MATERIALS PROVIDED ::
-- START --

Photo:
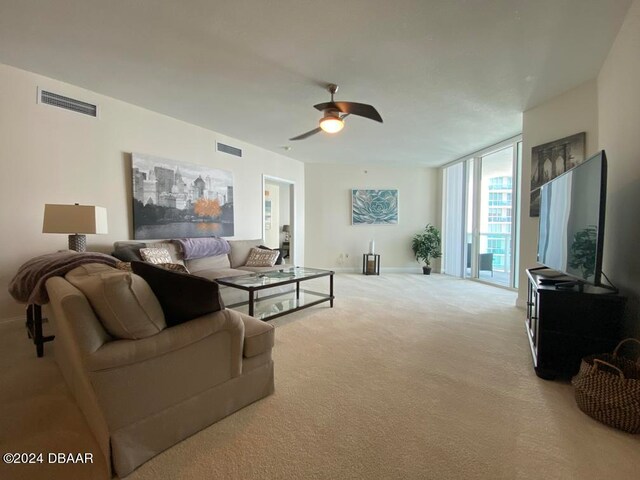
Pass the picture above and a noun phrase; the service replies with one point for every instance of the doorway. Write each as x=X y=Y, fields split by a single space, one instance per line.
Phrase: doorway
x=278 y=216
x=480 y=215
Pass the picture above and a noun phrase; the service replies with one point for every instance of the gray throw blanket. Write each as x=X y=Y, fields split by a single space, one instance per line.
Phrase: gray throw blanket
x=193 y=248
x=28 y=284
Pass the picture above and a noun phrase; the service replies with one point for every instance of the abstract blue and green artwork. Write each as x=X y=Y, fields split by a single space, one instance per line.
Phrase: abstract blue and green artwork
x=374 y=207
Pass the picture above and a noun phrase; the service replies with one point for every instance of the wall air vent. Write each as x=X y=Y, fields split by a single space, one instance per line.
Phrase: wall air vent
x=229 y=149
x=78 y=106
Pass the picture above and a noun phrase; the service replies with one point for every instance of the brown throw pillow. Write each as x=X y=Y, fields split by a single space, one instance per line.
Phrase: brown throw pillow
x=262 y=258
x=182 y=297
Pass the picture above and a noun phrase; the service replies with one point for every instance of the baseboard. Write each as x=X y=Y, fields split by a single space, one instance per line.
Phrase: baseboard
x=15 y=318
x=521 y=303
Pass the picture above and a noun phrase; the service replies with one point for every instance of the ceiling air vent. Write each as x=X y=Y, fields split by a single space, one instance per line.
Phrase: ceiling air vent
x=67 y=103
x=229 y=149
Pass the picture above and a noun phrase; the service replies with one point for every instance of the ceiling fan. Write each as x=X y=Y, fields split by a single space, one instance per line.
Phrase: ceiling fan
x=336 y=112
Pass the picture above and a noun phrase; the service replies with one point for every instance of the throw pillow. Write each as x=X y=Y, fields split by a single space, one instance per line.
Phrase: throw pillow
x=262 y=258
x=127 y=253
x=156 y=255
x=176 y=267
x=124 y=302
x=182 y=297
x=280 y=259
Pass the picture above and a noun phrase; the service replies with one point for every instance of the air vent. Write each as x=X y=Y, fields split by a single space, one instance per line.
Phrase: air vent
x=67 y=103
x=229 y=149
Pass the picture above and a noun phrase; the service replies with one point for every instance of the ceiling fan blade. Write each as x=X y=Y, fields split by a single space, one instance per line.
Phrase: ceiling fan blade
x=360 y=109
x=307 y=134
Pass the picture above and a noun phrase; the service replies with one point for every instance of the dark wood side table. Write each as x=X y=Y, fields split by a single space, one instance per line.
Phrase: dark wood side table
x=285 y=249
x=370 y=264
x=34 y=328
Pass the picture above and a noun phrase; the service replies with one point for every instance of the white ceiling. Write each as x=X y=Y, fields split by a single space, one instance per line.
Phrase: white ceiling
x=448 y=76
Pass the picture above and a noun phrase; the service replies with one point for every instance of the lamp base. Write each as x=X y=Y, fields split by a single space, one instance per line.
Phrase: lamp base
x=78 y=243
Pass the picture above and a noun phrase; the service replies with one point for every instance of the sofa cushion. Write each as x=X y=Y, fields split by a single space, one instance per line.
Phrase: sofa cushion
x=123 y=301
x=261 y=258
x=207 y=263
x=194 y=248
x=182 y=297
x=258 y=337
x=240 y=251
x=220 y=273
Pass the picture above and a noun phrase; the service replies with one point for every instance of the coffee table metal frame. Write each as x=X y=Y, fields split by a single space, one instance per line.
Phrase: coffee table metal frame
x=279 y=278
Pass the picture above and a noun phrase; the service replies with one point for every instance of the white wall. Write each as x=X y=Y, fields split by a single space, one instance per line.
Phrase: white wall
x=272 y=235
x=572 y=112
x=329 y=232
x=49 y=155
x=619 y=114
x=609 y=110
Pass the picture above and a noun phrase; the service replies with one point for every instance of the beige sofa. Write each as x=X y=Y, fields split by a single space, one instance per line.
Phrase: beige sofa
x=141 y=396
x=214 y=267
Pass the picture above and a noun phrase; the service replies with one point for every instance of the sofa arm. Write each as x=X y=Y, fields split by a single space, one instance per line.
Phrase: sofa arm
x=120 y=353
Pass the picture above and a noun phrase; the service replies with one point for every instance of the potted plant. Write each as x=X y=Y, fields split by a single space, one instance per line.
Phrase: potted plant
x=426 y=245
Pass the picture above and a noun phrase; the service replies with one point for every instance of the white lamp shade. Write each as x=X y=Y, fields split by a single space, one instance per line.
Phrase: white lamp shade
x=74 y=219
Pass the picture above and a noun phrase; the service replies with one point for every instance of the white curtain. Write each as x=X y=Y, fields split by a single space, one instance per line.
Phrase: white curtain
x=453 y=231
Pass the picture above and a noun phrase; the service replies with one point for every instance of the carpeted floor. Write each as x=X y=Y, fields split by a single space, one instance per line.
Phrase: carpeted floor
x=408 y=377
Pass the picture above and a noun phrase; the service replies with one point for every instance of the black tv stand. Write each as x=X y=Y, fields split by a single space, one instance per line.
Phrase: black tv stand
x=564 y=325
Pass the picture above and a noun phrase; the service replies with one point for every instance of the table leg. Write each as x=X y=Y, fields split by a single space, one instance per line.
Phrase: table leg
x=34 y=328
x=331 y=290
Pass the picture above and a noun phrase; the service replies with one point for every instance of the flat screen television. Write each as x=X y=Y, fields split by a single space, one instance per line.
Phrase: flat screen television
x=571 y=229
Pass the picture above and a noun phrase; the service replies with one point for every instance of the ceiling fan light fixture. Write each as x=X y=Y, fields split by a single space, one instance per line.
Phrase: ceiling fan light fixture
x=331 y=123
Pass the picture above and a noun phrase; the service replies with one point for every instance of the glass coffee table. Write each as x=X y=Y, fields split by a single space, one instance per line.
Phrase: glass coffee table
x=280 y=303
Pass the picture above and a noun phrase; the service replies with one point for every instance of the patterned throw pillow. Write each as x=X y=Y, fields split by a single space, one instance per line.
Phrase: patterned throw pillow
x=174 y=267
x=156 y=255
x=262 y=258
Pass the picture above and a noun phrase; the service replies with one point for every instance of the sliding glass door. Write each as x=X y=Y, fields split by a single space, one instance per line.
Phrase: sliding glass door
x=485 y=210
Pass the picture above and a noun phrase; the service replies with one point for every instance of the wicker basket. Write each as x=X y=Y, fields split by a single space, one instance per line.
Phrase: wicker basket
x=607 y=388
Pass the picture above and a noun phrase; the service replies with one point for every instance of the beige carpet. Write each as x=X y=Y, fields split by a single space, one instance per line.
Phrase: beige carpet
x=408 y=377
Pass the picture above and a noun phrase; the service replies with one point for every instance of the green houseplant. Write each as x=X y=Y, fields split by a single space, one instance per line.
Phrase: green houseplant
x=426 y=245
x=583 y=251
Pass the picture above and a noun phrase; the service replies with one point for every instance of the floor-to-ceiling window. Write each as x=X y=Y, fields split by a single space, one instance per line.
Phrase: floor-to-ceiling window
x=485 y=209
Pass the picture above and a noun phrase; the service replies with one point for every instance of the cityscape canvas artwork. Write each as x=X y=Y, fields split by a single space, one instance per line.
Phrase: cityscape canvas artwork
x=175 y=200
x=552 y=159
x=374 y=207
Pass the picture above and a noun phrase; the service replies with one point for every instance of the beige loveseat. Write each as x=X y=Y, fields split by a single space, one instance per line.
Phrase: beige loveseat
x=141 y=396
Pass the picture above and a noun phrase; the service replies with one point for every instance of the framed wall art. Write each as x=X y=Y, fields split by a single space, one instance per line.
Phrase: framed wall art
x=552 y=159
x=173 y=199
x=374 y=207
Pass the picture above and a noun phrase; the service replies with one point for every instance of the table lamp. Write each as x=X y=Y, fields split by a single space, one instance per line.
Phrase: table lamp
x=76 y=220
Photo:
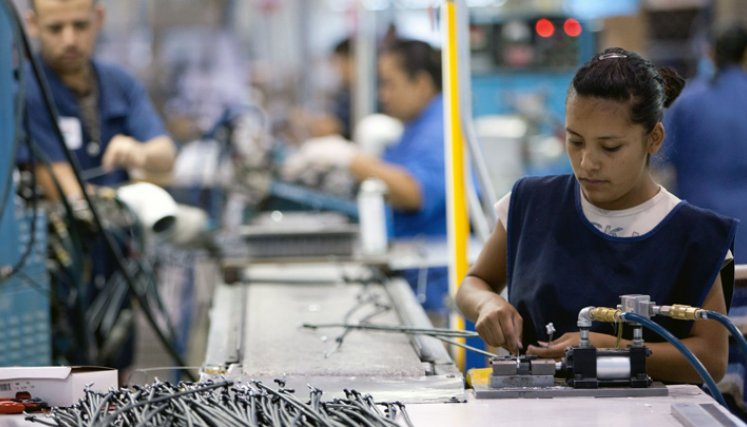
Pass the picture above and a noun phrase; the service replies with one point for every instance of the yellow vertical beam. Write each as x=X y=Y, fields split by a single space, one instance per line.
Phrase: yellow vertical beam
x=457 y=215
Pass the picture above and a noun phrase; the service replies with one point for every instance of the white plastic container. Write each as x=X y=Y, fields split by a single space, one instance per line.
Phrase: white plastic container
x=372 y=217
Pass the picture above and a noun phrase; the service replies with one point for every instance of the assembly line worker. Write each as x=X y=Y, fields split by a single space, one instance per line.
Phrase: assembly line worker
x=567 y=242
x=707 y=136
x=413 y=167
x=104 y=113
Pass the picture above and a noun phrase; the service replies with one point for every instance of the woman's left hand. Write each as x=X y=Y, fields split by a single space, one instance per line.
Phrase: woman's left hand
x=556 y=348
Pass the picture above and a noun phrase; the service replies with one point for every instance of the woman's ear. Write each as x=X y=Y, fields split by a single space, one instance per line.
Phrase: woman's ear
x=655 y=138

-- END --

WORK REQUIRED :: Convert the records, from their first line through the line that contains "x=280 y=259", into a Markdown table with the columns Row and Text, giving each nonblank line a numbered row and leaving out the pictures.

REPLY ::
| Row | Text |
|---|---|
| 1 | Photo: |
| 2 | Pass the picture above and a noun phrase; the service replies with one point for every instance of the doorway. Write each as x=X y=Y, fields split by a single space, one instance per line. |
| 3 | Phrase: doorway |
| 4 | x=278 y=216 |
| 5 | x=480 y=215 |
| 6 | Pass the picture above and a noun phrase; the service replies with one point for every instance of the gray throw blanket. Write each as x=X y=Y, fields split by a single space, one instance per line. |
| 7 | Phrase: gray throw blanket |
| 8 | x=193 y=248 |
| 9 | x=28 y=284 |
| 10 | Pass the picture above and a noun phrase; the service replies with one point for every instance of the abstract blue and green artwork. Write each as x=X y=Y, fields split by a single space, one instance per line. |
| 11 | Phrase: abstract blue and green artwork |
| 12 | x=374 y=207 |
| 13 | Pass the picture above and a noun phrase; the service replies with one point for every instance of the wall air vent. Write each as x=X y=Y, fields split by a single space, one instance per line. |
| 14 | Phrase: wall air vent |
| 15 | x=229 y=149 |
| 16 | x=78 y=106 |
| 17 | Pass the picture above and a noun phrase; the service replies with one point for every instance of the brown throw pillow. Write each as x=X y=Y, fields split by a single space, one instance per line. |
| 18 | Phrase: brown throw pillow |
| 19 | x=262 y=258 |
| 20 | x=182 y=297 |
| 21 | Pass the picture above and a noun phrase; the service replies with one point for every instance of the baseboard. Write each as x=X y=Y, fields split by a single space, one instance per line. |
| 22 | Phrase: baseboard |
| 23 | x=15 y=318 |
| 24 | x=521 y=303 |
| 25 | Pass the picture above and a noun phrase; the service replies with one point for every instance of the ceiling air vent. Write each as x=X y=Y, fields split by a single space, one instance per line. |
| 26 | Phrase: ceiling air vent |
| 27 | x=67 y=103 |
| 28 | x=229 y=149 |
| 29 | Pass the picture above and a noun phrase; the service replies with one point for every instance of the ceiling fan. Write each as x=X y=Y, fields split by a single space, one instance per line. |
| 30 | Phrase: ceiling fan |
| 31 | x=336 y=112 |
| 32 | Pass the picture above and a noun phrase; the service replies with one point for every instance of the throw pillow. Write each as x=X y=Y, fields split by a single space, one instance per line. |
| 33 | Phrase: throw pillow |
| 34 | x=262 y=258 |
| 35 | x=127 y=253 |
| 36 | x=156 y=255 |
| 37 | x=176 y=267 |
| 38 | x=124 y=302 |
| 39 | x=182 y=297 |
| 40 | x=280 y=259 |